** begin DATA ROWS **

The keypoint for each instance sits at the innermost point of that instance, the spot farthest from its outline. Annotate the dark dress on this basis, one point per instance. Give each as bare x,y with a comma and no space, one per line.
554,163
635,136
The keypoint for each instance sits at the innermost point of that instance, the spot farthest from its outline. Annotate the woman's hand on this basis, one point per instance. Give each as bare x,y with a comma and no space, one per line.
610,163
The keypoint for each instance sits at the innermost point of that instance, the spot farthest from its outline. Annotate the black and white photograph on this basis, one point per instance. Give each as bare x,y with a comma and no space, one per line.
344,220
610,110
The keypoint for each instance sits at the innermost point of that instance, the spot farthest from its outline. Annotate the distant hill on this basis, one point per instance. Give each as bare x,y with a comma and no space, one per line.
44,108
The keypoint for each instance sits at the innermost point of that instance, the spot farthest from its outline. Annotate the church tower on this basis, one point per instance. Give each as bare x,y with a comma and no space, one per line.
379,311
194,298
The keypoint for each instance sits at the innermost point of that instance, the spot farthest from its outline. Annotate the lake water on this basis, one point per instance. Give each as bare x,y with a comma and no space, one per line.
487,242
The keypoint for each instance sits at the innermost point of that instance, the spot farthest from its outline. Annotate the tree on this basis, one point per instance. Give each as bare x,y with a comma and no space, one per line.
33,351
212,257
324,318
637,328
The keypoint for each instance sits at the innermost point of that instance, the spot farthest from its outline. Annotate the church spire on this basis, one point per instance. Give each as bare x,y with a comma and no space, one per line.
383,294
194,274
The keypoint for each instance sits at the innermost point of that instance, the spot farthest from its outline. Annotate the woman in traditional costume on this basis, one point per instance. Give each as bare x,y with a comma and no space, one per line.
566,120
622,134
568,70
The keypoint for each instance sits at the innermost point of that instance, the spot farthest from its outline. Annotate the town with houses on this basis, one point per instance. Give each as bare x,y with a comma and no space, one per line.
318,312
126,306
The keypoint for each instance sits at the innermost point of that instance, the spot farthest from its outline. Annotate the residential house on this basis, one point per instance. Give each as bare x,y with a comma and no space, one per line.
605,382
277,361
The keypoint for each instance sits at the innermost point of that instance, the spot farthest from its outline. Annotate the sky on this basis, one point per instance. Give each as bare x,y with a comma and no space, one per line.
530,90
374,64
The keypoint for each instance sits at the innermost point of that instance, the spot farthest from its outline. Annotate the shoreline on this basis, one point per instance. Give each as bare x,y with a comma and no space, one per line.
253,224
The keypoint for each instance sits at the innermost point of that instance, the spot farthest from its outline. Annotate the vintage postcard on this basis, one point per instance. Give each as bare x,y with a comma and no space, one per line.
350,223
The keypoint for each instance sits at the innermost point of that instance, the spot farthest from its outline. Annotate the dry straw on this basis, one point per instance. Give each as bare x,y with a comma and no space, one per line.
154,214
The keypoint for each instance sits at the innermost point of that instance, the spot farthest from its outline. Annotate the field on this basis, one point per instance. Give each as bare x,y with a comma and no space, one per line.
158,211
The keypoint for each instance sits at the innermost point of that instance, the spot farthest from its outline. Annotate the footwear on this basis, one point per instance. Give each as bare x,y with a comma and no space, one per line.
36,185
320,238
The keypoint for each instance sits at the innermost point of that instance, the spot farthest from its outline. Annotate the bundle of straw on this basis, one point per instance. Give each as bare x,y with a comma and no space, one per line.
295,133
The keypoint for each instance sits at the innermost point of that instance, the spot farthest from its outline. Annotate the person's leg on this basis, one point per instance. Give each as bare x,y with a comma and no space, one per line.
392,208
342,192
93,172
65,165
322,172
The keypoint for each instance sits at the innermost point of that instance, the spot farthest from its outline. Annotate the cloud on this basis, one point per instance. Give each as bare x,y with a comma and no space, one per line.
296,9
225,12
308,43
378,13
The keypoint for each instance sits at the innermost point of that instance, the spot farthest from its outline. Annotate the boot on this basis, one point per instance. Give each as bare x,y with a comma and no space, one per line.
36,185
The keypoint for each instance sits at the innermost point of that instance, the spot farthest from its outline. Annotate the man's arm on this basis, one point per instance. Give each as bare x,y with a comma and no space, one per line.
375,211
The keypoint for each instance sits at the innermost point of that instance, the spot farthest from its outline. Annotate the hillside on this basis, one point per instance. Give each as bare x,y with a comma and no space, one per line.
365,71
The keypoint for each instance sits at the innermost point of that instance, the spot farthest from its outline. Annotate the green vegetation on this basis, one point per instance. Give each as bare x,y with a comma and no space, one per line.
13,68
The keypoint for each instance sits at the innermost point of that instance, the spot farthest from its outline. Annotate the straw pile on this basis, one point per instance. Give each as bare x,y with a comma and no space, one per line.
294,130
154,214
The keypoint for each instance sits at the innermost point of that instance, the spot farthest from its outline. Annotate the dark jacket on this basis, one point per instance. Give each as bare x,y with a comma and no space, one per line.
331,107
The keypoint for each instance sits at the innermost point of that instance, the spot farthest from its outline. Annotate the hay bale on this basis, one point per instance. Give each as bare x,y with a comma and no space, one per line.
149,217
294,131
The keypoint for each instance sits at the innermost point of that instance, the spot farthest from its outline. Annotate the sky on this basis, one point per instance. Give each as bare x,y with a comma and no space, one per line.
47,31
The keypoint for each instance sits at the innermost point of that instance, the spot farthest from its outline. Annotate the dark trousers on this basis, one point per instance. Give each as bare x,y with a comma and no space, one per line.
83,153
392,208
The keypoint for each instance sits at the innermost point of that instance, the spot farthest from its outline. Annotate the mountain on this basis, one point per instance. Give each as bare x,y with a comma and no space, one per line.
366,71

** end DATA ROWS **

◆ **STATED EXERCISE**
Retype exactly the lines from the one containing "Annotate the hillside" through the last line of the records above, including both.

◆ **RESULT FOR THIS TASK**
The keypoint for each instance sits at the innermost point of that instance, the spot farthest from its outline. Annotate the hillside on this basis, one point per instance. Give each as bare x,y with a comma and no space, one per line.
365,71
The keypoint for each instance sits at the innermost point of that instance, the spot farthest from its outline. Annotate the green vegetation on this basis, one point per instance. Give each as bare x,y with a comma and no space, one per line.
13,68
The keypoint for each instance sits at the innermost point of that instance, the spot farthest from its outline. Annotate the straw pile on this basis, one point per instance. Give each as bare x,y with a comma and no space, one per line.
294,130
154,214
The keypoint for each instance sits at the innermost point of that instance, the spot farthest from its outline. Annotate the dark jacket on this basis, one point per instance. Give each as bare x,y with a comma and no space, one per line.
331,107
The keypoint for each instance sits at the innermost point of that instance, the spot farthest from its outline. Annotate the hay bale on this basis, one point per instance. Give each as bare x,y with a comma and no space, one per line.
149,217
294,131
The keypoint for each instance sits at the innermost point of that instance, the spot farthest from its outline. Annotate the sky on this basis, one point per instance. Give each as bare x,y with a comma and no space, one per line.
47,31
The keypoint for each instance sits at the innermost point of that instance, the spot farthest from its outline. Annotate the dark trousers on this basis, one point per instance. Give each as bare x,y with a comma and no space, one per line.
83,153
392,208
The keypoint for each instance sits at the innermost point of that instance, the spot farthest from its outline. Annotate the mountain on this basis, one point per instance. Give each as bare x,y with a comma and no space, one per line.
366,71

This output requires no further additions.